§ **Stated exercise A**:
Put every line of the records, from the first one down to and including the line containing "(54, 39), (82, 50)", into a Markdown table with the columns Row and Line, giving each row a number and leaving out blank lines.

§ **Quoted passage**:
__________________________________________________

Commercial Real Estate Delinquency Rates Climb – Watch Out In 2017

Commercial real estate trends point to prices falling by as much as 5% in the next 12 months.

What gives?

A storm is brewing, creating a tsunami of issues for the commercial sector. The global surge in U.S. property investments that drove record values in years passed is expected to wane alongside lower oil prices and disjointed debt markets. Property sales by publicly traded landlords, debt maturities, and tightened regulations are furthering the trend. The instability is creating a volatile commercial real estate selling atmosphere, with uncertainty about U.S. policies following the presidential election worsening matters.

Let it rain

Commercial mortgage-backed securities (CMBS) float amidst a tumultuous market in which borrowing costs for landlords are higher, inhibiting future price growth. Properties in small cities, dependent on Wall Street banks for funding, have been hit especially hard – a global market rout in February sent prices plummeting after Wall Street dealers were unable to provide liquidity when hedge funds were forced to sell CMBS holdings. Regulations such as Dodd-Frank are also not helping the situation, making it increasingly expensive for banks to hold securities.

Cold front

The market has shown signs of cooling since the start of the year, with commercial property values in big cities declining 3% in just the past 3 months. New York, the biggest market, is forecasted to decline as much as 30% over the year. Even REITs (real estate investment trusts) are being affected, with shares trading at prices that undervalue holdings (shopping malls, office buildings, hotels, etc.), leading them to become net sellers.

Bailing out

Despite the expected downturn in commercial real estate trends, the sun could break through the clouds, presenting new opportunities in the form of bargain prices for investors, and opening opportunities for investors to bail out borrowers who’ve come up short.

__________________________________________________

§ **Records shown**:
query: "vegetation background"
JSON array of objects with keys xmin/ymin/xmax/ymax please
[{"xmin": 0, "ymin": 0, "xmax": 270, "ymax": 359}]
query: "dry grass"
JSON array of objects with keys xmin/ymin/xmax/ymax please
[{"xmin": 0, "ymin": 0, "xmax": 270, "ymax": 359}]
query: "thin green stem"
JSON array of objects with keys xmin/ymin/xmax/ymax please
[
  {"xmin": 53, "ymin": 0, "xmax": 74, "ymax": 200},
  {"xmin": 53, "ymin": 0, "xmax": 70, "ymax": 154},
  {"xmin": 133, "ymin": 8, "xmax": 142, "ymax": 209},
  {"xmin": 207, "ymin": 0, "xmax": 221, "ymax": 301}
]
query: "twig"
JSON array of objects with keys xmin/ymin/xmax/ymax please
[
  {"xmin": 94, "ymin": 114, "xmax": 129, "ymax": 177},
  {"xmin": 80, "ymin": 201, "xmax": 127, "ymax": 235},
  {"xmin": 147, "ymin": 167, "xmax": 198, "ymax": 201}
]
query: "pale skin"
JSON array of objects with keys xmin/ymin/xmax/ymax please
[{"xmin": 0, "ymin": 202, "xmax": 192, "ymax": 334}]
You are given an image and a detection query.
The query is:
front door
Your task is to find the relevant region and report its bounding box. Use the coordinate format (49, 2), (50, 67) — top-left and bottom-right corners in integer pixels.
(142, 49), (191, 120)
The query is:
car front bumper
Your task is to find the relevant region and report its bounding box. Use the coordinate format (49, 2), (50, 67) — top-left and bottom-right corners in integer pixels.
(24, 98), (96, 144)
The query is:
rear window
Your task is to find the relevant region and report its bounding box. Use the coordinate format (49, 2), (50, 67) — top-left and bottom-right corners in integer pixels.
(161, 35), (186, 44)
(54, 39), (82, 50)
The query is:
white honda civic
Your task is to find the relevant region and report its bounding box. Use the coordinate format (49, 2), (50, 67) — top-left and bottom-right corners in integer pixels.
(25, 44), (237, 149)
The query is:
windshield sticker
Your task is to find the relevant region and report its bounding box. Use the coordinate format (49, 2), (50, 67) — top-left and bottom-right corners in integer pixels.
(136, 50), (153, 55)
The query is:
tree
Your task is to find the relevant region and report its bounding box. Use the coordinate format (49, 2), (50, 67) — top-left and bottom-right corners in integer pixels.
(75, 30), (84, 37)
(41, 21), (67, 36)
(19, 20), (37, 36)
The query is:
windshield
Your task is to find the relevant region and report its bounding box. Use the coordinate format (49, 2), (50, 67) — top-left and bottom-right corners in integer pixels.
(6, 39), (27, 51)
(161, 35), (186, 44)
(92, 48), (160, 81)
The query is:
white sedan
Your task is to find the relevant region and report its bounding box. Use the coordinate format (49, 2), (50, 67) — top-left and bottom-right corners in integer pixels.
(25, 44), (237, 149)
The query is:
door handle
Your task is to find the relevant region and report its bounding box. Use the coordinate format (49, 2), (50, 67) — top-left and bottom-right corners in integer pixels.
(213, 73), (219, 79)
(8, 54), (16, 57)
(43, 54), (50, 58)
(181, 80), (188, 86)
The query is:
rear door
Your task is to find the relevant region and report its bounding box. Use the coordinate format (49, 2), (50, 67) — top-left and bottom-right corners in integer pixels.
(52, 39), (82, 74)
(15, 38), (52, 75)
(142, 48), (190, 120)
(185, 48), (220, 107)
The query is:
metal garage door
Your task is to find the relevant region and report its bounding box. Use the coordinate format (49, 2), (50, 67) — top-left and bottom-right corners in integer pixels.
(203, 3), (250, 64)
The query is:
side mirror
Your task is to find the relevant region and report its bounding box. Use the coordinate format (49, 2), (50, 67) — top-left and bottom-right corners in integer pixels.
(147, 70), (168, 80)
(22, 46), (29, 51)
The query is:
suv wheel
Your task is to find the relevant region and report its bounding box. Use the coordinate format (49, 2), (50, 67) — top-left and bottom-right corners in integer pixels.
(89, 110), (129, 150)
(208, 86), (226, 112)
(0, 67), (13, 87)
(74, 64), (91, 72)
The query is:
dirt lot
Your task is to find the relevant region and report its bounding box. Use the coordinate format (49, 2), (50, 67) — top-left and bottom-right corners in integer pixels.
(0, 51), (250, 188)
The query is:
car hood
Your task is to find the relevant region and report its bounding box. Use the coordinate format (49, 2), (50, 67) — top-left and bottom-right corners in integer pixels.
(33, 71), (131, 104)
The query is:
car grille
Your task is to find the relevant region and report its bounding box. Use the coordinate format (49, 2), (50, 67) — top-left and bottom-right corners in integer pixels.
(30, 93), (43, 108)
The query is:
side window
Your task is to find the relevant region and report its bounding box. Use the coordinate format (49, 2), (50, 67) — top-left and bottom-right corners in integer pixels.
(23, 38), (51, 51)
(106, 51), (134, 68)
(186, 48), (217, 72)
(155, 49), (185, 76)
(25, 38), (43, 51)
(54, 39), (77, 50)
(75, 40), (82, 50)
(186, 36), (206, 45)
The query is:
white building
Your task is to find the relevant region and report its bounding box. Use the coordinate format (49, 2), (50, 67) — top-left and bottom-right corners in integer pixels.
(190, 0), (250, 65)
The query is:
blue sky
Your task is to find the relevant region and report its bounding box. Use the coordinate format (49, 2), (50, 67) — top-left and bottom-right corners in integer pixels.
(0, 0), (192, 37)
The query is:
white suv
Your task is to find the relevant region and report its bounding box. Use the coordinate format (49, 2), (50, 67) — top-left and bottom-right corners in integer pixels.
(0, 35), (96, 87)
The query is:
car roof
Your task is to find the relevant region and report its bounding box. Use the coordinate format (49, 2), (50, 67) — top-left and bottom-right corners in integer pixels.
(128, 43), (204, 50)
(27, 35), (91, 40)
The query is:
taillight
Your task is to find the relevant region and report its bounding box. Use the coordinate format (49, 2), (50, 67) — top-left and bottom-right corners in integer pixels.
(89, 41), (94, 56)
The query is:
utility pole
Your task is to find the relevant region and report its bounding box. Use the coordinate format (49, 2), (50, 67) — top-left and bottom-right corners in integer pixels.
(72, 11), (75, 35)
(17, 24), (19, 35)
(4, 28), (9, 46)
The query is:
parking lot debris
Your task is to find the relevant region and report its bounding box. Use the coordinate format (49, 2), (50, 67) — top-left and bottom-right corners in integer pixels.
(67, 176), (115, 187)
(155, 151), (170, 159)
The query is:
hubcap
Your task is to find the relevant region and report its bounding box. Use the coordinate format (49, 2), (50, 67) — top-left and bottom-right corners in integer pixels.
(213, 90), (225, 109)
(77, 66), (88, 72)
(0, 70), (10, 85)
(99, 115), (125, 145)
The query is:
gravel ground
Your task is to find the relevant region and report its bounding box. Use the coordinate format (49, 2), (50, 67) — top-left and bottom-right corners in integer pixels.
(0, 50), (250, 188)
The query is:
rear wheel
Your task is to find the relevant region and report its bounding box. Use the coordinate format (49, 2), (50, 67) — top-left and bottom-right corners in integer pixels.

__________________________________________________

§ **Stated exercise B**:
In the commercial real estate article, by how much are commercial property values in big cities said to have declined in the past 3 months?

§ **Written solution A**:
| Row | Line |
|---|---|
| 1 | query: "vegetation background" |
| 2 | JSON array of objects with keys xmin/ymin/xmax/ymax please |
| 3 | [{"xmin": 0, "ymin": 0, "xmax": 270, "ymax": 359}] |
| 4 | query: "dry grass" |
| 5 | JSON array of objects with keys xmin/ymin/xmax/ymax please |
| 6 | [{"xmin": 0, "ymin": 0, "xmax": 270, "ymax": 359}] |
| 7 | query: "thin green stem" |
| 8 | JSON array of objects with keys xmin/ymin/xmax/ymax please |
| 9 | [ |
| 10 |   {"xmin": 53, "ymin": 0, "xmax": 74, "ymax": 200}, |
| 11 |   {"xmin": 53, "ymin": 0, "xmax": 70, "ymax": 154}, |
| 12 |   {"xmin": 133, "ymin": 8, "xmax": 142, "ymax": 209}, |
| 13 |   {"xmin": 207, "ymin": 0, "xmax": 221, "ymax": 301} |
| 14 | ] |
| 15 | query: "twig" |
| 16 | JSON array of objects with keys xmin/ymin/xmax/ymax please |
| 17 | [ |
| 18 |   {"xmin": 94, "ymin": 114, "xmax": 129, "ymax": 177}, |
| 19 |   {"xmin": 80, "ymin": 201, "xmax": 127, "ymax": 235}, |
| 20 |   {"xmin": 147, "ymin": 167, "xmax": 198, "ymax": 201} |
| 21 | ] |
| 22 | query: "pale skin" |
| 23 | JSON array of objects with keys xmin/ymin/xmax/ymax please |
| 24 | [{"xmin": 0, "ymin": 202, "xmax": 192, "ymax": 334}] |
| 25 | You are given an image and a detection query. |
| 26 | The query is: |
| 27 | front door |
| 28 | Your task is to find the relevant region and report its bounding box. Use the coordinate format (49, 2), (50, 67) — top-left and bottom-right corners in integer pixels. |
| 29 | (142, 49), (191, 120) |
| 30 | The query is: |
| 31 | car front bumper |
| 32 | Your task is to find the relevant region and report its bounding box. Use the coordinate format (49, 2), (50, 67) — top-left and bottom-right corners in integer pixels. |
| 33 | (24, 98), (96, 144) |
| 34 | The query is: |
| 35 | rear window |
| 36 | Your task is to find the relevant region and report its bounding box. Use the coordinate format (49, 2), (50, 67) — top-left and bottom-right corners in integer pixels. |
| 37 | (161, 35), (186, 44) |
| 38 | (54, 39), (82, 50) |

§ **Written solution B**:
By 3%.